* Problems and tasks:
A – Duplicate the stretch from "It's not unusual" through "some self-esteem issues?" in the post about the outing with Doug.
B – Answer these questions from the post about the outing with Doug, giving each answer on its own line marked as the question is:
(i) What does Doug hold out his arms for when women pass?
(ii) What is the name of the park the narrator and Doug drive to after the meal?
(iii) What is the name of the all-girl group performing there?
C – Write the next part of the post about the outing with Doug, starting after its final sentence.
*** Selected text ***
Tag: Developmentally disabled

  • The French Version of Geraldo?

    It's not unusual for the developmentally disabled to have issues of self-esteem. And it's not hard to see why. If your closest associates – in the vast majority of cases, your only associates – are people who have to be paid to see you, you don't think you might have some self-esteem issues?

    But Doug has no issues of self-esteem. He is one of the few who has benefited from heavy family involvement. At the restaurant, he barks (more or less literally) directions to staff as they pass by – this or that dish is empty, and he holds it up to make his point. Doug is non-verbal. If you don't know him, you won't understand a thing he says. If you do know him, you still won't understand a thing he says but, combined with gestures, you can usually catch the drift. Doug's very social. He thrusts out a hand to men as they pass, inviting a handshake. From women he wants hugs; he holds out both arms.

    After the meal, we drive over to the Fairport commons area – Liftbridge Park – to hang out a bit. We're in luck. Lots is happening – a classic car show and a live band. I wheel Doug near the band, an all-girl group called It's My Party, who perform songs from the early 60's, and perform them very well. They have matching outfits, just like in the 60's, synchronized gestures, and … um…some campy 60's dialog between songs. The drummer is their producer, and their website says they have performed for 20 years. How can that be, since the singers themselves are yet high-schoolers? Ah, the producer has been around that long, and maybe some of the backup musicians, of which there are 8 or 9 – are some of them high-schoolers, too? The girl singers have been replaced once or twice.

    Many in the audience are older folk – revisiting their youth, one suspects – and after the show, a woman remarks on the lankiest singer's long limbs. "Yeah, it's hard to get clothes," the performer replies. Actually, I thought she said it's hard to get close. That would fit too, for the trio accentuate their songs with 60's cheerleading gestures, arms flailing like windmills.

    Doug is captivated by all this. You want to leave? I ask after a few songs. Slight but emphatic shake of the head no. You want to stay? Slight but emphatic shake of the head yes. You want one of their CDs? Yes. So we wait in the lineup, which really isn't wheelchair accessible, and they sign his copy with hugs and kisses – xxooxxoo. Of course, Doug solicits actual hugs and gets them from the girl or two closest to him. Backing out, he keeps it up and gets several more hugs from other girls….you know…girls in the audience, girl friends of the singers, and so forth!

    Back at the home I write up a report – they like to keep track of social progress and "if it's not documented, it didn't happen." I tell about all the hugs and conclude with the question "how does he do that?" I mean, it's not as if anyone offered to hug me.

    These are my people: the developmentally disabled – to use the current jargon. Working at the group home was probably the most enjoyable job I've ever had, and I resisted any attempts to rise in the ranks because each step up meant more bureaucracy and less contact with residents. I still keep up with them. This outing with Doug was on my own time.
*** End of Selected text ***
*** Dataset entries ***
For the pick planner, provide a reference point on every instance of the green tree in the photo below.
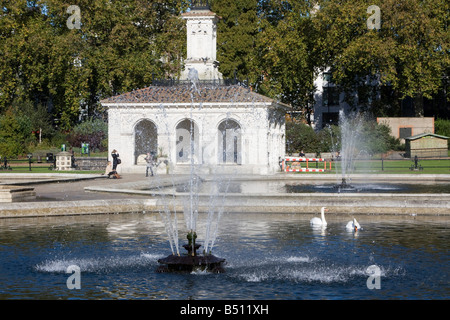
(236, 33)
(120, 46)
(300, 136)
(284, 46)
(409, 53)
(15, 134)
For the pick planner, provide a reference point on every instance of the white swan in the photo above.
(320, 221)
(353, 225)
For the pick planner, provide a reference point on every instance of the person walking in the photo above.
(150, 163)
(116, 161)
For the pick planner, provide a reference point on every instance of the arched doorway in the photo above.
(187, 141)
(229, 138)
(145, 138)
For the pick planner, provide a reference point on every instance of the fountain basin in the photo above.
(189, 263)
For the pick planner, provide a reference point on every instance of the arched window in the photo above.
(187, 141)
(145, 138)
(229, 138)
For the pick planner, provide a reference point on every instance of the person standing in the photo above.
(150, 163)
(116, 160)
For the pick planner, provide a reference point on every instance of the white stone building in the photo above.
(199, 120)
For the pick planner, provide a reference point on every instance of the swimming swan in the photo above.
(320, 221)
(353, 225)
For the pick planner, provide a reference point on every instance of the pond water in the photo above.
(283, 187)
(269, 256)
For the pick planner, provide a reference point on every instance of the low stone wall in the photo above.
(91, 163)
(16, 194)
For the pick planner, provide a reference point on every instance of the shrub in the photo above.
(91, 131)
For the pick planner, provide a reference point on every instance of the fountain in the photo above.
(350, 139)
(191, 261)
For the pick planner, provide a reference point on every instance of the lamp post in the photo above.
(29, 156)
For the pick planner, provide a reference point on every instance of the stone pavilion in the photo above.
(200, 119)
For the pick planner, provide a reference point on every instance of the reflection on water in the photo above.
(270, 256)
(274, 187)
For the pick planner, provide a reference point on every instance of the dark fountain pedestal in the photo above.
(191, 261)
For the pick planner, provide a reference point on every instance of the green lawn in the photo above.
(399, 166)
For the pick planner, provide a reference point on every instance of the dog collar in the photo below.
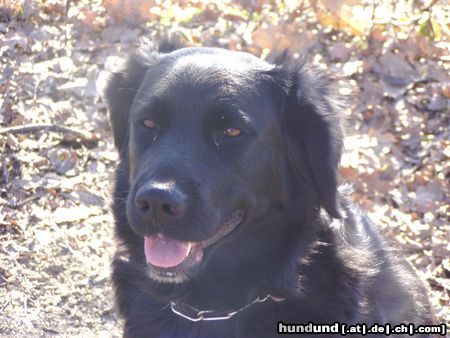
*** End of Dataset entries ***
* Responses:
A –
It's not unusual for the developmentally disabled to have issues of self-esteem. And it's not hard to see why. If your closest associates – in the vast majority of cases, your only associates – are people who have to be paid to see you, you don't think you might have some self-esteem issues?

B –
(i) Hugs.
(ii) Liftbridge Park.
(iii) It's My Party.

C –
    All this explains why I'm not in a hurry to pick any quarrel with Sabrine Bonnaire, one of France's premiere actresses. We're on the same team. True, I'm not familiar with her acting career, but then I'm not French, am I? Who would ever have thought that a film would be made about a group home, and if it was, who would ever have thought it would be any good? But such is Ms. Bonnaire's first stab at film directing. The film is Her Name is Sabine. It's a documentary set in a group home. Sabine is Sabrine's sister.  Sigh….I hope it's not a sign of how invisible these people are that even the reviewer has screwed up the title: it is not the cheery My Name is Sabine, as he states. It is the more provocative Her Name is Sabine, implying that most people would see her as a subject, a patient, a resident, a disabled person, a ….but she has a name.

    Sabrine Bonnaire makes sure people know her name. She's pulled photos and home movies out of a seemingly bottomless reservoir to show her sister growing up – a vibrant, talented (she plays classical piano), pleasantly quirky girl – once inseparable from the 18 month older Sabrine. But she suffers from autism. It's effects grow more pronounced through the years. Her parents pull her out of school and hire tutors. Still, she deteriorates. An admittance to the hospital's psych ward is a total disaster – the screen goes black while Sabrine narrates the details.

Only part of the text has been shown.